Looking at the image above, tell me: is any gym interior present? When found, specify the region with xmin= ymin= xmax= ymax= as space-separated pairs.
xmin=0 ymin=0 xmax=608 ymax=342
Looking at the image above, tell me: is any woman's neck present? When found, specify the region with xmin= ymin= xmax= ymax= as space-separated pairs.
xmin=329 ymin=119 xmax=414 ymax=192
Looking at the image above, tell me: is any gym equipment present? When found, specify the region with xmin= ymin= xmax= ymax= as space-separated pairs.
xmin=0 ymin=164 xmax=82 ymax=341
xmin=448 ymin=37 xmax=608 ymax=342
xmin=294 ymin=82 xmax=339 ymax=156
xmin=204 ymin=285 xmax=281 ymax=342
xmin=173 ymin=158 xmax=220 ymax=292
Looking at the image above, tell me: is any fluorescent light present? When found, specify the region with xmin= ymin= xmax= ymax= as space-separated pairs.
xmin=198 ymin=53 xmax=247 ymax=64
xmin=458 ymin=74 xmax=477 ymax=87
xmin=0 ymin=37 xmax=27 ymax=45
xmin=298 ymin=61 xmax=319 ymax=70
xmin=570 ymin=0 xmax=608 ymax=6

☆ ☆ ☆ ☆

**What the task asks**
Reproduce the entire listing above line for line, with no changes.

**Solution for this task**
Looking at the image above, tell me: is any gym interior present? When found, specify the region with xmin= ymin= xmax= ymax= as space-separated pairs.
xmin=0 ymin=0 xmax=608 ymax=342
Looking at the image above, tell me: is any woman's neck present? When found, specify the region with xmin= ymin= xmax= ymax= as space-separated pairs.
xmin=329 ymin=119 xmax=414 ymax=192
Looking at the image above, tell me: is any gym equipment present? When found, specify the region with xmin= ymin= xmax= ymax= as space-separated pairs.
xmin=0 ymin=164 xmax=82 ymax=341
xmin=448 ymin=37 xmax=608 ymax=342
xmin=294 ymin=82 xmax=339 ymax=156
xmin=204 ymin=285 xmax=281 ymax=342
xmin=173 ymin=158 xmax=220 ymax=292
Looking at the image above, tell me: is any fluorescent light present? When found, specify the region with xmin= ymin= xmax= ymax= as space-separated pairs.
xmin=198 ymin=53 xmax=247 ymax=64
xmin=458 ymin=74 xmax=477 ymax=87
xmin=0 ymin=37 xmax=27 ymax=45
xmin=298 ymin=61 xmax=319 ymax=70
xmin=570 ymin=0 xmax=608 ymax=6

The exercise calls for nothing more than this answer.